## OBJECTIVE
Identify each line in the items below that contains the string "Task", and copy those lines in full, one per line.

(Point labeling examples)
—————

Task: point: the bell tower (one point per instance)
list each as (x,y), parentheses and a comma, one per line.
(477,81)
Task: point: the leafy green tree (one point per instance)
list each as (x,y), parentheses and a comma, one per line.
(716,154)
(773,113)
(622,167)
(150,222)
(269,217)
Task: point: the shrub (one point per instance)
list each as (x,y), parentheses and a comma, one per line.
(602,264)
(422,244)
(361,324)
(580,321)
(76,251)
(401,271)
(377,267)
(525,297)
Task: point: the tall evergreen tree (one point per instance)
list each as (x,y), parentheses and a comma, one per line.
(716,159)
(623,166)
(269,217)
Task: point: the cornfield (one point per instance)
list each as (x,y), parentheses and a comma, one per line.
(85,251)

—————

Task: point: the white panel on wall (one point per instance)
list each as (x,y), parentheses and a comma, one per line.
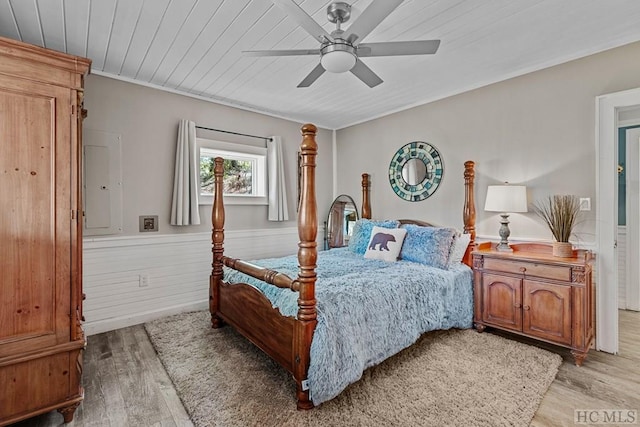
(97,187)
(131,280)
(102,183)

—————

## CORRECT ANSWER
Task: point: the bell tower (one point per instance)
Task: point: the leafy green tree (one point per instance)
Task: point: the shrub (one point per instance)
Task: point: the tall evergreen tree (one point per instance)
Task: point: the cornfield (one point per instance)
Task: point: the white panel on wall (one point per instance)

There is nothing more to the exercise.